**Exercise requirements:** For this exercise, copy the records below exactly and exclude every image.

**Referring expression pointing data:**
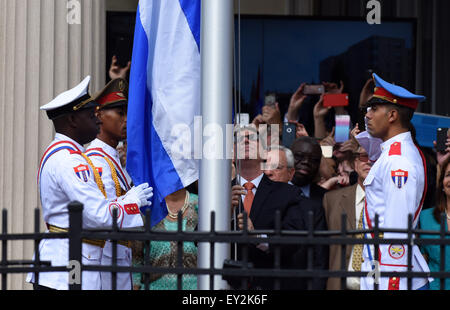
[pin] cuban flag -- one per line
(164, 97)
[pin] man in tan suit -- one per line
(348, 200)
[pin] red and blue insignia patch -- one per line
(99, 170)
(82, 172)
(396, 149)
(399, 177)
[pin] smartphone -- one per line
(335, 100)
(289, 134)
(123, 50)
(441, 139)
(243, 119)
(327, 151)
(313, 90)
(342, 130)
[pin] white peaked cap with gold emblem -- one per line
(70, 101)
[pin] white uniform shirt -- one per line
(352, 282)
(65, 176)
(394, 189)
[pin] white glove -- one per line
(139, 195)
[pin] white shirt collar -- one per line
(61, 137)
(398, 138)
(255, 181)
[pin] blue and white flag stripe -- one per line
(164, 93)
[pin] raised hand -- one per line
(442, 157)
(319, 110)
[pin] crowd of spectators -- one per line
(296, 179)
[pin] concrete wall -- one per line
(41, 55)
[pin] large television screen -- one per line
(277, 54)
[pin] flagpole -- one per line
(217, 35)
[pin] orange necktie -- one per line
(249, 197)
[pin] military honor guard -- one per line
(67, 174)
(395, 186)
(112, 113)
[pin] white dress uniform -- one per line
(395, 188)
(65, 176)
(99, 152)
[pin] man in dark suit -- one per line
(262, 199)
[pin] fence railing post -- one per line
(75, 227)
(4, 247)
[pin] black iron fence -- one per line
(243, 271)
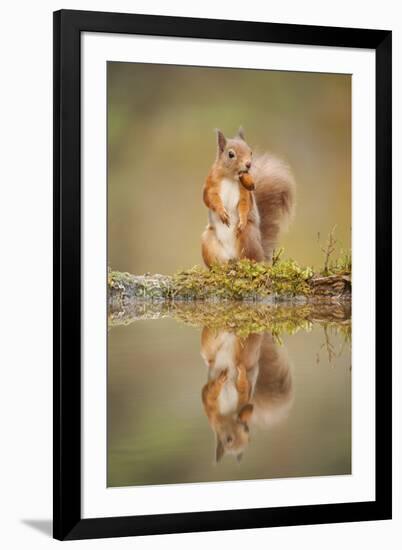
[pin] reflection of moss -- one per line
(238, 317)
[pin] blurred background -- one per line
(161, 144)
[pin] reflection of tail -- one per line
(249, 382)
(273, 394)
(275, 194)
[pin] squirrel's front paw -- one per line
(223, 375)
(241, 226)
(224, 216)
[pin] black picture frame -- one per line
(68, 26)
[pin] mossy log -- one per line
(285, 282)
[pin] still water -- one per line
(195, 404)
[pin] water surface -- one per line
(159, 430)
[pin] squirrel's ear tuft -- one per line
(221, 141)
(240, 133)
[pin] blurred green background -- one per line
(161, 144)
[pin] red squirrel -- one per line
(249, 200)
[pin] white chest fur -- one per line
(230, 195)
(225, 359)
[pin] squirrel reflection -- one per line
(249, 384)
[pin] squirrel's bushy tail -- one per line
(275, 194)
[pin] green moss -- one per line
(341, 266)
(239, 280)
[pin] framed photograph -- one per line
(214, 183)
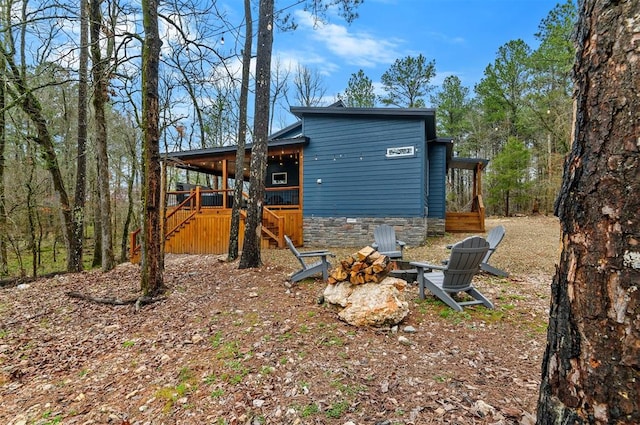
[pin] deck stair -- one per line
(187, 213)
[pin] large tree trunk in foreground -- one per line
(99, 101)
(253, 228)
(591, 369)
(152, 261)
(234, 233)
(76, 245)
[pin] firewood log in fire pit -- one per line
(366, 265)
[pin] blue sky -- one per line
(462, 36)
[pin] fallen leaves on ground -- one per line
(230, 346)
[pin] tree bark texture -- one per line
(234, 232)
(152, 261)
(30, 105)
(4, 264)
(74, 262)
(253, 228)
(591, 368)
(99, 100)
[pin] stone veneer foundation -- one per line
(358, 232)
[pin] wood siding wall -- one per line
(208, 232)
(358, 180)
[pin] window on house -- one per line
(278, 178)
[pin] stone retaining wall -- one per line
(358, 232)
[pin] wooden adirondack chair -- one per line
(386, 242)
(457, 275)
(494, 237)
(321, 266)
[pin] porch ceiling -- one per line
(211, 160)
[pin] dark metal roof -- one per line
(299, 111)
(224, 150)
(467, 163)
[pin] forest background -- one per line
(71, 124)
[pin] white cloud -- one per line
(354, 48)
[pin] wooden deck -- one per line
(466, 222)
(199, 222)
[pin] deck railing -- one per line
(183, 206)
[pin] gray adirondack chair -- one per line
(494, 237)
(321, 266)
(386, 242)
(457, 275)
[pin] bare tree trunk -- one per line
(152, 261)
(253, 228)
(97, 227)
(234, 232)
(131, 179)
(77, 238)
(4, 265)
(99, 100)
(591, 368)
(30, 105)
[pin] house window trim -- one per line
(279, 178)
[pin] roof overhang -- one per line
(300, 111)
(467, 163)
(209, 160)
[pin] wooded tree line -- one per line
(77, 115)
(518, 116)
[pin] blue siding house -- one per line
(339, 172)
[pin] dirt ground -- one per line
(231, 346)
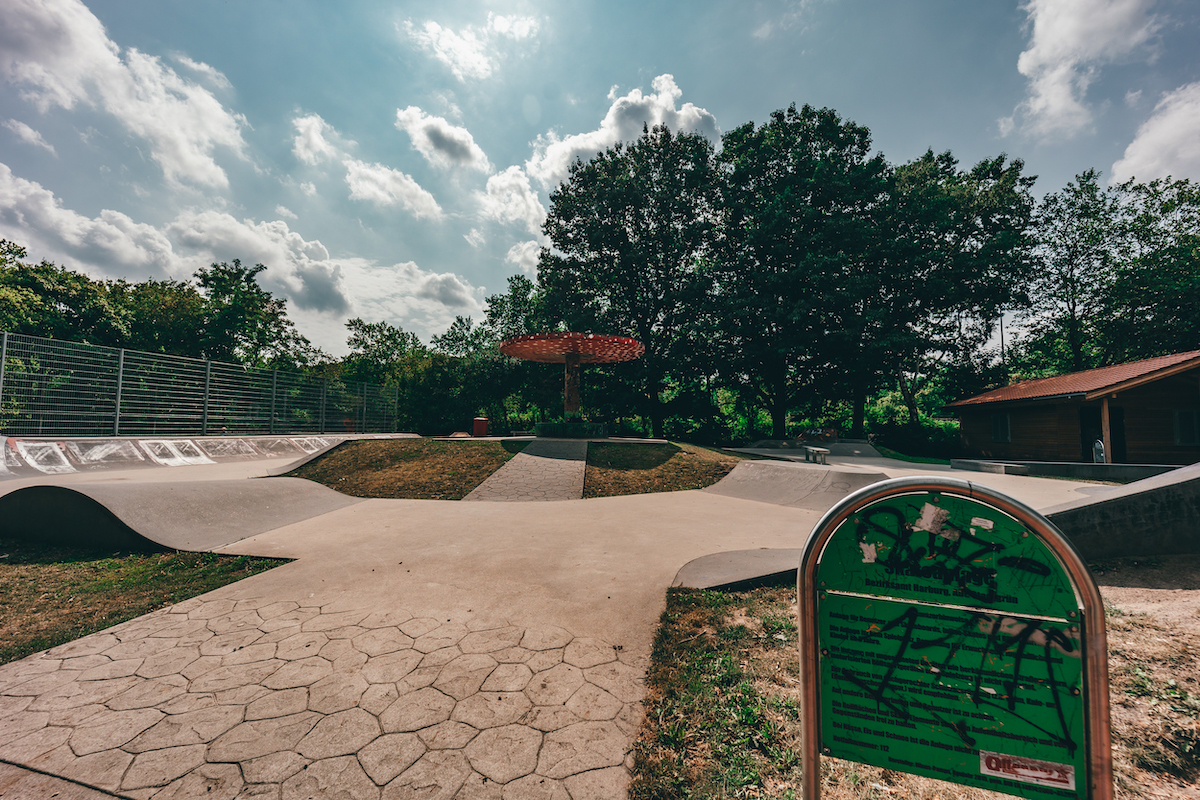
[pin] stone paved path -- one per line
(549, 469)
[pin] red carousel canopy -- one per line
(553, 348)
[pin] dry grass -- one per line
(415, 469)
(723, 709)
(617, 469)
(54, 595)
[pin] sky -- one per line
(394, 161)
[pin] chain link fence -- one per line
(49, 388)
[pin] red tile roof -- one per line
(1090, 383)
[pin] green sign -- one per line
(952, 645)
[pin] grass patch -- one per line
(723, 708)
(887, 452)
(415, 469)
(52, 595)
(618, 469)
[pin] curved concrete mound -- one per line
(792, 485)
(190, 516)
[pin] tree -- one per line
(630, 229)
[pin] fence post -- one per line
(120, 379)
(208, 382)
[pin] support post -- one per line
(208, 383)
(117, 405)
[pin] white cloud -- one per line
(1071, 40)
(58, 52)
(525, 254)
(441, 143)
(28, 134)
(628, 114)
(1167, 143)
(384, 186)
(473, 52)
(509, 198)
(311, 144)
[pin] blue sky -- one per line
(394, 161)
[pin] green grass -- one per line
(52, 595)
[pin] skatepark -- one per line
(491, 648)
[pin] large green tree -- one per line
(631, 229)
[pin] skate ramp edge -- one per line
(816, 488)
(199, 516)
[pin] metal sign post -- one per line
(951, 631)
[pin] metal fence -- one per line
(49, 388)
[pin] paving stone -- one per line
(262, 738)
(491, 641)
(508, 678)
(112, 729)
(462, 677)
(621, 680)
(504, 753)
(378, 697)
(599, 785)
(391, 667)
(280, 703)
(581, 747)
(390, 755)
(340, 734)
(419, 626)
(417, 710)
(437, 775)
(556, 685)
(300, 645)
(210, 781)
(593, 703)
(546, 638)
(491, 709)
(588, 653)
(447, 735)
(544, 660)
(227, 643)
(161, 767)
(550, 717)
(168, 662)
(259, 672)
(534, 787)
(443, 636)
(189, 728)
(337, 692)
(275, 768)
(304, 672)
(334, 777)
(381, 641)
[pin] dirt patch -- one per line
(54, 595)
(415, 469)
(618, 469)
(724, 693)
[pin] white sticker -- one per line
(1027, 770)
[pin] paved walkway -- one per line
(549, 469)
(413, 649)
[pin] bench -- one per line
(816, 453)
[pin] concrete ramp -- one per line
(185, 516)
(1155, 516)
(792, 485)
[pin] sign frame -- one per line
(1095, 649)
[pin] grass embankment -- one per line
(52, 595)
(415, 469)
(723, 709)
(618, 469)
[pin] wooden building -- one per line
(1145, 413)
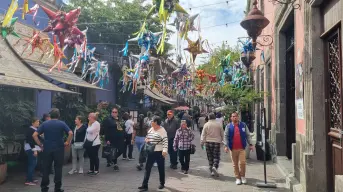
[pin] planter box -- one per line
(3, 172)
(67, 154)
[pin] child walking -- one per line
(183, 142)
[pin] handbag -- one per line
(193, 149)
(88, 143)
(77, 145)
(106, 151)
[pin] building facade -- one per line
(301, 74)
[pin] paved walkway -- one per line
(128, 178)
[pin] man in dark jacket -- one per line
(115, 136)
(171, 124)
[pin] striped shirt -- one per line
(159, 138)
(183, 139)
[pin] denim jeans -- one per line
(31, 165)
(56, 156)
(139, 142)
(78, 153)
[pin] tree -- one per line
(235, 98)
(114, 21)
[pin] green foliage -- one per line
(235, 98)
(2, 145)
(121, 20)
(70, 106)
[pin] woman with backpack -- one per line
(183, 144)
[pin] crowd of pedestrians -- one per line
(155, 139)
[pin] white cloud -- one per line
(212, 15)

**Reply to the exercise:**
[pin] cuban flag -- one per line
(164, 97)
[pin] man in tan suit -- one per line
(348, 200)
[pin] red and blue insignia patch -- one per line
(99, 170)
(82, 172)
(396, 149)
(399, 177)
[pin] smartphone -- one per line
(335, 100)
(289, 134)
(123, 50)
(441, 139)
(243, 119)
(327, 151)
(313, 90)
(342, 130)
[pin] white peaked cap with gold emblem -- one per line
(70, 101)
[pin] white uniform shirt -- one per line
(352, 282)
(65, 176)
(394, 189)
[pin] white glove -- one per line
(139, 195)
[pin] white shirt collar -- one per line
(61, 137)
(398, 138)
(255, 181)
[pin] blue and white flag stripe -- one per line
(164, 93)
[pin] raised hand -- one per line
(442, 157)
(319, 110)
[pin] crowd of spectators -- one per line
(296, 179)
[pin] concrete wall -- one per line
(41, 55)
[pin] large television screen -- one per line
(277, 54)
[pin] flagpole -- one per line
(217, 35)
[pin] orange necktie -- one per line
(249, 197)
[pin] military honor guard -- one per line
(67, 174)
(395, 186)
(112, 113)
[pin] white dress uniform -- one per line
(395, 188)
(65, 176)
(99, 152)
[pin] man in dark suit -- one per line
(262, 199)
[pin] fence railing post -- one per line
(75, 227)
(4, 247)
[pin] black iron fence -- one per line
(243, 271)
[pin] reflection of moss -- one per line
(238, 317)
[pin] blurred background -- one per line
(161, 144)
[pin] reflection of tail -- one per line
(249, 382)
(273, 394)
(275, 194)
[pin] squirrel's front paw -- one per line
(223, 375)
(241, 226)
(224, 216)
[pin] black picture frame -- one per line
(68, 26)
[pin] mossy log -- one per line
(285, 282)
[pin] still water -- one per line
(195, 404)
[pin] water surface -- one per line
(159, 430)
[pin] squirrel's ear tuft -- one per line
(221, 141)
(240, 133)
[pin] blurred green background -- one per line
(161, 144)
[pin] red squirrel -- one per line
(249, 200)
[pin] white chest fur -- one per line
(230, 195)
(225, 359)
[pin] squirrel reflection -- one per line
(249, 384)
[pin] squirrel's bushy tail -- one per line
(275, 194)
[pin] green moss -- one per line
(341, 266)
(239, 280)
[pin] framed photograph -- one per line
(214, 183)
[pin] deck stair -- one per line
(187, 213)
[pin] large tree trunk in foreground -- one per line
(99, 101)
(253, 228)
(591, 369)
(152, 261)
(234, 233)
(76, 245)
[pin] firewood log in fire pit -- one per line
(366, 265)
[pin] blue sky -- one per line
(462, 36)
[pin] fallen leaves on ground -- one per line
(230, 346)
[pin] tree bark texture -- one per line
(234, 232)
(152, 261)
(30, 105)
(4, 264)
(74, 262)
(253, 228)
(591, 368)
(99, 100)
[pin] stone veneer foundation -- one per line
(358, 232)
[pin] wood siding wall -- one per line
(208, 232)
(358, 180)
[pin] window on house -- one per line
(278, 178)
[pin] stone retaining wall -- one per line
(358, 232)
[pin] wooden adirondack chair -- one per line
(386, 242)
(457, 275)
(494, 237)
(321, 266)
[pin] porch ceiling -- one per line
(211, 160)
[pin] dark metal roof -- one per line
(299, 111)
(224, 150)
(467, 163)
[pin] forest background -- one per line
(71, 124)
[pin] white cloud -- one per line
(354, 48)
[pin] wooden deck -- one per line
(466, 222)
(199, 222)
[pin] deck railing -- one per line
(183, 206)
[pin] gray adirondack chair -- one per line
(494, 237)
(321, 266)
(386, 242)
(457, 275)
[pin] bare tree trunk -- one per line
(152, 261)
(253, 228)
(97, 227)
(234, 232)
(131, 179)
(77, 238)
(4, 265)
(99, 100)
(591, 368)
(30, 105)
[pin] house window trim -- one per line
(279, 178)
[pin] roof overhang -- one per line
(300, 111)
(467, 163)
(209, 160)
[pin] wooded tree line -- one per line
(77, 115)
(518, 116)
[pin] blue siding house -- one per line
(339, 172)
[pin] dirt ground -- one per line
(231, 346)
[pin] stone paved path -- one per line
(549, 469)
[pin] red carousel canopy -- one per line
(553, 348)
[pin] dry grass -- one per line
(415, 469)
(723, 709)
(617, 469)
(54, 595)
[pin] sky -- one per line
(394, 161)
[pin] chain link fence -- one per line
(49, 388)
[pin] red tile roof -- one per line
(1090, 383)
[pin] green sign -- one per line
(952, 645)
[pin] grass patch -- one per line
(723, 708)
(887, 452)
(415, 469)
(52, 595)
(618, 469)
[pin] curved concrete mound -- one per line
(792, 485)
(190, 516)
[pin] tree -- one per line
(630, 229)
[pin] fence post -- one per line
(120, 379)
(208, 382)
[pin] support post -- one per line
(208, 383)
(117, 405)
[pin] white cloud -- one per line
(1071, 40)
(58, 52)
(525, 254)
(441, 143)
(28, 134)
(628, 114)
(1167, 143)
(384, 186)
(473, 52)
(509, 198)
(311, 144)
[pin] blue sky -- one per line
(394, 161)
[pin] green grass -- one per line
(52, 595)
[pin] skatepark -- one per line
(491, 648)
[pin] large green tree -- one per line
(631, 229)
[pin] skate ramp edge -- one per line
(816, 488)
(199, 516)
[pin] metal sign post -- one per line
(951, 631)
[pin] metal fence -- one per line
(49, 388)
[pin] paving stone -- one per line
(262, 738)
(491, 641)
(508, 678)
(112, 729)
(462, 677)
(621, 680)
(504, 753)
(378, 697)
(599, 785)
(391, 667)
(280, 703)
(581, 747)
(390, 755)
(340, 734)
(419, 626)
(417, 710)
(437, 775)
(556, 685)
(300, 645)
(210, 781)
(593, 703)
(546, 638)
(491, 709)
(588, 653)
(447, 735)
(544, 660)
(227, 643)
(161, 767)
(550, 717)
(168, 662)
(259, 672)
(534, 787)
(443, 636)
(189, 728)
(337, 692)
(275, 768)
(304, 672)
(334, 777)
(381, 641)
[pin] dirt patch -- one per line
(54, 595)
(415, 469)
(618, 469)
(724, 693)
[pin] white sticker -- one per line
(1027, 770)
[pin] paved walkway -- one per line
(549, 469)
(413, 649)
[pin] bench -- one per line
(816, 453)
[pin] concrete ramp -- one per line
(185, 516)
(1155, 516)
(792, 485)
[pin] sign frame -- one per line
(1095, 649)
[pin] grass embankment -- one per line
(52, 595)
(415, 469)
(723, 709)
(618, 469)
[pin] wooden building -- one per line
(1145, 413)
[pin] planter box -- one per line
(3, 172)
(67, 154)
[pin] child walking -- one per line
(183, 142)
[pin] handbag -- one per line
(193, 149)
(88, 143)
(77, 145)
(106, 151)
[pin] building facade -- one per line
(301, 74)
[pin] paved walkway -- one per line
(128, 178)
[pin] man in dark jacket -- one per line
(115, 136)
(171, 124)
[pin] striped shirt -- one per line
(159, 138)
(183, 139)
[pin] denim jeans -- one per line
(31, 165)
(56, 156)
(139, 142)
(78, 153)
[pin] tree -- one per line
(235, 98)
(114, 21)
[pin] green foliage -- one per line
(235, 98)
(2, 145)
(121, 20)
(70, 106)
[pin] woman with backpack -- one per line
(183, 144)
[pin] crowd of pedestrians -- one per line
(155, 139)
[pin] white cloud -- one per line
(212, 15)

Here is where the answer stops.